AVAILABLE DATA Block Start

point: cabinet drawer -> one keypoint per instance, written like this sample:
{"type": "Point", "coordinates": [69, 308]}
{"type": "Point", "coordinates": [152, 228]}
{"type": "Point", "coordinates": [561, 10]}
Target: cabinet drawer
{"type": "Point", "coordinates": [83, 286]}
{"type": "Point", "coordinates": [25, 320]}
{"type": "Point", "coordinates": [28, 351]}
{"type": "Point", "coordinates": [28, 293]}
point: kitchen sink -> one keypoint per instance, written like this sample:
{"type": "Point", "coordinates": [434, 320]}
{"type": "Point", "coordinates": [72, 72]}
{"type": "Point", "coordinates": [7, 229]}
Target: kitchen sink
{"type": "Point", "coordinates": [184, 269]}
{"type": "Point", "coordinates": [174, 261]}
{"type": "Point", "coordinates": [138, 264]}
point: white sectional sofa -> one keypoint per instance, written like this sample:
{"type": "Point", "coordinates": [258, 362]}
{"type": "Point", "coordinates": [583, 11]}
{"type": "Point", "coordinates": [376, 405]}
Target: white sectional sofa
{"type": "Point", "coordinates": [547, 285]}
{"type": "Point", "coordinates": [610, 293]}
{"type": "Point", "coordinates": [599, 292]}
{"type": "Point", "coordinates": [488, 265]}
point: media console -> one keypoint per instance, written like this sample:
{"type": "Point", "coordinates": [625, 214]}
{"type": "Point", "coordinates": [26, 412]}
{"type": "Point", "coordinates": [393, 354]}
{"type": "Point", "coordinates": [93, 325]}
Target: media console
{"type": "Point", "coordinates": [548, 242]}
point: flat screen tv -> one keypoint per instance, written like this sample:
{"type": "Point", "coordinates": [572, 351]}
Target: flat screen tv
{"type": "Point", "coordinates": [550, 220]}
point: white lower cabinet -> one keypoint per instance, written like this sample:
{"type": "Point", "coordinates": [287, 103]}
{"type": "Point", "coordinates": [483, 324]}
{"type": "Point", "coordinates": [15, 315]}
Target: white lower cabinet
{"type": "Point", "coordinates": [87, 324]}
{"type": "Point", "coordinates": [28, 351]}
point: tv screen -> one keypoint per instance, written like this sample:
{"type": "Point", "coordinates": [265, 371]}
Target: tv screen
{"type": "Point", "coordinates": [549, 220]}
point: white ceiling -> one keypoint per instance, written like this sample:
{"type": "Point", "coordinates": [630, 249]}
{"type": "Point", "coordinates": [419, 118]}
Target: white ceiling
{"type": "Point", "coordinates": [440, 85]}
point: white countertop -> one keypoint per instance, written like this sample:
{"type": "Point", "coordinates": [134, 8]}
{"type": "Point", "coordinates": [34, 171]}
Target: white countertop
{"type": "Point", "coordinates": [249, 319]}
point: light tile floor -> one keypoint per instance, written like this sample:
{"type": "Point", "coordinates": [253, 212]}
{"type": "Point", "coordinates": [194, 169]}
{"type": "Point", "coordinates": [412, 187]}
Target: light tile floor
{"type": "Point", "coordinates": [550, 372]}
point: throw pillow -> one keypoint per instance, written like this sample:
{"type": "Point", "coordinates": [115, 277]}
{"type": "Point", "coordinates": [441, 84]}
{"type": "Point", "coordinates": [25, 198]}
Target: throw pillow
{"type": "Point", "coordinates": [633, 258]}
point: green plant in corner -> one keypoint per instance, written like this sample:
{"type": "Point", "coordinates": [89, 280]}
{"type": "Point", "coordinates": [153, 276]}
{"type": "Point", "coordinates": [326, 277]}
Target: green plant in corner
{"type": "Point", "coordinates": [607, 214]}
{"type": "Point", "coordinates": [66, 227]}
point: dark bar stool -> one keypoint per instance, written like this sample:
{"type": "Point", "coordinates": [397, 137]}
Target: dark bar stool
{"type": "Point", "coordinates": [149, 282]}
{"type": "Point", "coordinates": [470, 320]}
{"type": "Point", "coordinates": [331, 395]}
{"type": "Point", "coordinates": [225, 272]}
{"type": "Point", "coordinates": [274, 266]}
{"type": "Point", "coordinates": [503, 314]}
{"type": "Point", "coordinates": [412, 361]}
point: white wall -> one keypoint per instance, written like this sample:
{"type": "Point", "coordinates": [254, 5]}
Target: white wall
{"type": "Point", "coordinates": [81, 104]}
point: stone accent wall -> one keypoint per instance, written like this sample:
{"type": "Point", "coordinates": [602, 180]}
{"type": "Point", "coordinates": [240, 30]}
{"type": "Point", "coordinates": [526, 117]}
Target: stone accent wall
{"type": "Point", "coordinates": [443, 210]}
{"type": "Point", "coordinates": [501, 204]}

AVAILABLE DATA Block End

• [WORK REQUIRED] Reproduce all the entries above. Match them exactly.

• [ANSWER TO THIS PROBLEM]
point: cabinet drawer -> one keypoint per instance, written like this sample:
{"type": "Point", "coordinates": [69, 308]}
{"type": "Point", "coordinates": [152, 228]}
{"type": "Point", "coordinates": [561, 10]}
Target: cabinet drawer
{"type": "Point", "coordinates": [83, 286]}
{"type": "Point", "coordinates": [25, 320]}
{"type": "Point", "coordinates": [28, 351]}
{"type": "Point", "coordinates": [28, 293]}
point: kitchen sink -> one keypoint per instance, written like this sample:
{"type": "Point", "coordinates": [434, 320]}
{"type": "Point", "coordinates": [72, 72]}
{"type": "Point", "coordinates": [7, 229]}
Target: kitchen sink
{"type": "Point", "coordinates": [184, 269]}
{"type": "Point", "coordinates": [174, 261]}
{"type": "Point", "coordinates": [138, 264]}
point: white sectional sofa -> one keypoint per instance, written like this sample:
{"type": "Point", "coordinates": [258, 362]}
{"type": "Point", "coordinates": [583, 11]}
{"type": "Point", "coordinates": [376, 405]}
Target: white sectional sofa
{"type": "Point", "coordinates": [547, 285]}
{"type": "Point", "coordinates": [610, 293]}
{"type": "Point", "coordinates": [599, 292]}
{"type": "Point", "coordinates": [488, 265]}
point: media console -> one keypoint per instance, written like this sample:
{"type": "Point", "coordinates": [625, 214]}
{"type": "Point", "coordinates": [26, 412]}
{"type": "Point", "coordinates": [393, 354]}
{"type": "Point", "coordinates": [93, 325]}
Target: media console
{"type": "Point", "coordinates": [548, 242]}
point: flat screen tv -> one keypoint per instance, written like this sample:
{"type": "Point", "coordinates": [572, 351]}
Target: flat screen tv
{"type": "Point", "coordinates": [550, 220]}
point: white lower cabinet -> one keypoint per instance, written like this sample:
{"type": "Point", "coordinates": [287, 103]}
{"type": "Point", "coordinates": [483, 324]}
{"type": "Point", "coordinates": [15, 315]}
Target: white lower cabinet
{"type": "Point", "coordinates": [87, 324]}
{"type": "Point", "coordinates": [28, 351]}
point: tv screen -> one keypoint per instance, written like this sample:
{"type": "Point", "coordinates": [265, 371]}
Target: tv screen
{"type": "Point", "coordinates": [549, 220]}
point: white ceiling -> one keypoint per instance, written like this sample:
{"type": "Point", "coordinates": [630, 249]}
{"type": "Point", "coordinates": [419, 118]}
Target: white ceiling
{"type": "Point", "coordinates": [440, 85]}
point: white countertop -> one keypoint per instance, written like this sample:
{"type": "Point", "coordinates": [134, 8]}
{"type": "Point", "coordinates": [34, 171]}
Target: white countertop
{"type": "Point", "coordinates": [249, 319]}
point: light tile floor -> one keypoint per instance, written like this sample:
{"type": "Point", "coordinates": [253, 212]}
{"type": "Point", "coordinates": [194, 169]}
{"type": "Point", "coordinates": [412, 187]}
Target: light tile floor
{"type": "Point", "coordinates": [550, 372]}
point: throw pillow -> one keypoint per instance, written like this sample:
{"type": "Point", "coordinates": [115, 277]}
{"type": "Point", "coordinates": [441, 84]}
{"type": "Point", "coordinates": [25, 198]}
Target: throw pillow
{"type": "Point", "coordinates": [633, 258]}
point: green plant in corner -> one keypoint per instance, written like this sample:
{"type": "Point", "coordinates": [89, 280]}
{"type": "Point", "coordinates": [153, 276]}
{"type": "Point", "coordinates": [326, 277]}
Target: green plant in corner
{"type": "Point", "coordinates": [607, 214]}
{"type": "Point", "coordinates": [66, 227]}
point: dark bar stool -> one keypoint per instance, written like this sample:
{"type": "Point", "coordinates": [397, 137]}
Target: dark bar stool
{"type": "Point", "coordinates": [149, 282]}
{"type": "Point", "coordinates": [470, 320]}
{"type": "Point", "coordinates": [331, 395]}
{"type": "Point", "coordinates": [225, 272]}
{"type": "Point", "coordinates": [274, 266]}
{"type": "Point", "coordinates": [503, 314]}
{"type": "Point", "coordinates": [412, 361]}
point: white wall -> one keypoint per instance, written like this sample:
{"type": "Point", "coordinates": [254, 5]}
Target: white wall
{"type": "Point", "coordinates": [81, 104]}
point: stone accent wall -> one keypoint per instance, written like this sample:
{"type": "Point", "coordinates": [602, 180]}
{"type": "Point", "coordinates": [240, 30]}
{"type": "Point", "coordinates": [526, 117]}
Target: stone accent wall
{"type": "Point", "coordinates": [443, 210]}
{"type": "Point", "coordinates": [501, 204]}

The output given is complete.